**What is expected**
Extract every one of the records below, reproducing each line verbatim and without any alteration.

Region segmentation data:
--- Begin ---
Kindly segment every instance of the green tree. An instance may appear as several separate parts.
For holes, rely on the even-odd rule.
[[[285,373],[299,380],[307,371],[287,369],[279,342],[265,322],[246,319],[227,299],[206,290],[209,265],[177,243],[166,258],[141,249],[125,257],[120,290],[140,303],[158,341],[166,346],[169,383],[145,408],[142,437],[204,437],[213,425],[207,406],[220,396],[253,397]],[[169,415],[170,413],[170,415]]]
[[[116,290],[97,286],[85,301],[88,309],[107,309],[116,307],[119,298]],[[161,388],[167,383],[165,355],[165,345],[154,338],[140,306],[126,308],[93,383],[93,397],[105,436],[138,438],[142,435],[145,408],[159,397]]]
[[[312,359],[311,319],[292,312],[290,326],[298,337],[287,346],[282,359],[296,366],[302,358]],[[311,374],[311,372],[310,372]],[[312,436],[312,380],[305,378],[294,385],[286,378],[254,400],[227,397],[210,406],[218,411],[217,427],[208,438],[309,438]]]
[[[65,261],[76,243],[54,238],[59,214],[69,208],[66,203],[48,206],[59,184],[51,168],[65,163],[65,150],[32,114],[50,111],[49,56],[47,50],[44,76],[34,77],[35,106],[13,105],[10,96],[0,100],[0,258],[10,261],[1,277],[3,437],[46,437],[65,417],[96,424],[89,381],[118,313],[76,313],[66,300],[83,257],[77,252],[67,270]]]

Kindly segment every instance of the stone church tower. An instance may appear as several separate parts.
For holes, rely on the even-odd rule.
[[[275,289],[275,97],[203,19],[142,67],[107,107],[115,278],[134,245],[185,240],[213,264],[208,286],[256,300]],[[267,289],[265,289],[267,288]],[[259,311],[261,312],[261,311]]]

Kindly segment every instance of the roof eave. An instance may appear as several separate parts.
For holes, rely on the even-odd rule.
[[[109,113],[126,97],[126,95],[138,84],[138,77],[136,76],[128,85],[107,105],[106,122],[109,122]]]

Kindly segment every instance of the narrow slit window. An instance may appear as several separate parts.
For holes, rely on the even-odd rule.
--- End ---
**Result of the task**
Kindly segment every instance of the green tree. An instance may appear as several separate parts.
For holes, rely on the even-odd rule.
[[[285,373],[299,380],[307,371],[287,369],[279,342],[265,322],[246,319],[227,299],[206,290],[209,265],[177,243],[166,258],[141,249],[125,257],[120,290],[140,303],[158,341],[166,346],[169,383],[145,408],[142,437],[204,437],[213,425],[207,406],[220,396],[253,397]],[[169,415],[170,413],[170,415]]]
[[[116,290],[97,286],[85,301],[88,309],[107,309],[116,307],[119,298]],[[161,388],[167,383],[165,355],[165,345],[154,338],[140,306],[126,308],[93,383],[93,397],[105,436],[138,438],[142,435],[145,408],[159,397]]]
[[[312,359],[311,319],[292,312],[290,326],[298,337],[287,346],[282,359],[296,366],[302,358]],[[311,374],[311,372],[310,372]],[[312,436],[312,380],[305,378],[294,385],[286,378],[254,400],[227,397],[210,406],[218,411],[217,427],[208,438],[309,438]]]
[[[65,261],[76,243],[54,238],[59,214],[69,208],[66,203],[48,206],[59,184],[51,168],[65,163],[65,150],[32,114],[50,111],[49,56],[47,50],[44,76],[34,77],[35,106],[13,105],[10,96],[0,100],[0,258],[10,261],[1,277],[3,437],[46,437],[65,417],[96,424],[89,381],[118,313],[76,313],[66,300],[83,257],[77,252],[67,270]]]

Kindly segment every instance of the stone church tower. An instance may appear as several separate parts.
For holes, rely on the even-odd rule.
[[[275,289],[275,97],[203,19],[142,67],[107,107],[115,278],[134,245],[185,240],[213,264],[208,286],[256,300]],[[267,289],[265,289],[267,288]],[[259,311],[261,312],[261,311]]]

Kindly segment every instance of the roof eave. An instance may appear as several separate parts.
For holes, rely on the even-odd rule.
[[[109,113],[126,97],[126,95],[138,84],[138,77],[136,76],[128,85],[107,105],[106,122],[109,122]]]

Kindly segment every instance of the narrow slit window. An instance may appear as several separate parts.
For holes, rely on the even-odd rule.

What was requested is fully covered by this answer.